To do ▸ State, as a number alone, how many lines of the entries contain the word "dark".

Provided data ▸
★ ★ ★ ★ ★ ★ ★

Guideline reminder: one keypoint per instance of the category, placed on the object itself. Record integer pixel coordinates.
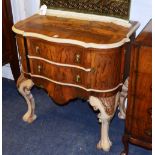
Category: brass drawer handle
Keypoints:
(78, 79)
(37, 50)
(149, 111)
(148, 132)
(77, 58)
(39, 68)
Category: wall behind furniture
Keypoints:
(141, 10)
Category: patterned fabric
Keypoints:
(116, 8)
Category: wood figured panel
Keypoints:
(60, 74)
(75, 29)
(108, 66)
(61, 53)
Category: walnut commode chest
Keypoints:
(71, 57)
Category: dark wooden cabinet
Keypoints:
(72, 58)
(9, 49)
(138, 127)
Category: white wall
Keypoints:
(141, 10)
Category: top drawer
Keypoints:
(61, 53)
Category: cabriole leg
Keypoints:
(107, 107)
(24, 86)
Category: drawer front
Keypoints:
(107, 65)
(60, 75)
(62, 53)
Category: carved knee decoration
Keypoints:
(107, 107)
(24, 86)
(123, 97)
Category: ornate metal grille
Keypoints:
(116, 8)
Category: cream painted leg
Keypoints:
(107, 107)
(123, 97)
(24, 86)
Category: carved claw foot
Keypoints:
(105, 146)
(24, 86)
(107, 107)
(122, 100)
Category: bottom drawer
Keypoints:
(57, 74)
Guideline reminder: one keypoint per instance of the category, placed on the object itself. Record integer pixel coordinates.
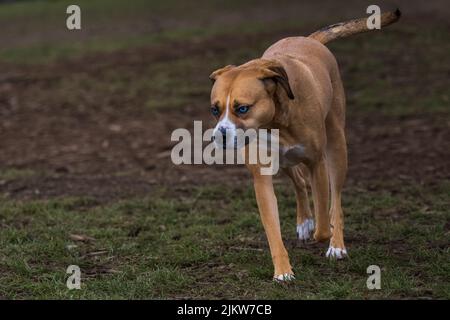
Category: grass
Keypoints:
(170, 247)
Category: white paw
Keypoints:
(336, 253)
(305, 229)
(284, 277)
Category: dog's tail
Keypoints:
(348, 28)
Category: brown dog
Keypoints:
(295, 87)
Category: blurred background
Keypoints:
(85, 171)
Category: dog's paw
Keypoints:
(284, 277)
(336, 253)
(305, 229)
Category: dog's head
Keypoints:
(246, 97)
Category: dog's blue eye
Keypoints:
(215, 111)
(242, 109)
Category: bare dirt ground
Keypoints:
(111, 149)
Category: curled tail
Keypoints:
(348, 28)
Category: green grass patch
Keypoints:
(214, 247)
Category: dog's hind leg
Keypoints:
(305, 221)
(337, 168)
(320, 191)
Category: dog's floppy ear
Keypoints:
(213, 76)
(275, 71)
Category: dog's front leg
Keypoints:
(268, 209)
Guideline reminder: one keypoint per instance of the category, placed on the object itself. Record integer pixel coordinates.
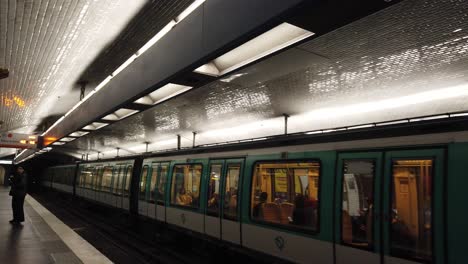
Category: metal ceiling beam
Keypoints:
(210, 29)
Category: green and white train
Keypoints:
(381, 200)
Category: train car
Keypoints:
(390, 200)
(105, 182)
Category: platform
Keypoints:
(42, 238)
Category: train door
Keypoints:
(213, 200)
(142, 199)
(150, 195)
(116, 187)
(221, 216)
(413, 223)
(389, 207)
(359, 177)
(160, 191)
(126, 187)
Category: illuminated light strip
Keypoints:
(275, 39)
(157, 37)
(124, 65)
(189, 10)
(458, 114)
(145, 47)
(428, 118)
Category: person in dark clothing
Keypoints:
(18, 183)
(263, 198)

★ ★ ★ ★ ★ ★ ★

Task result ▸ 2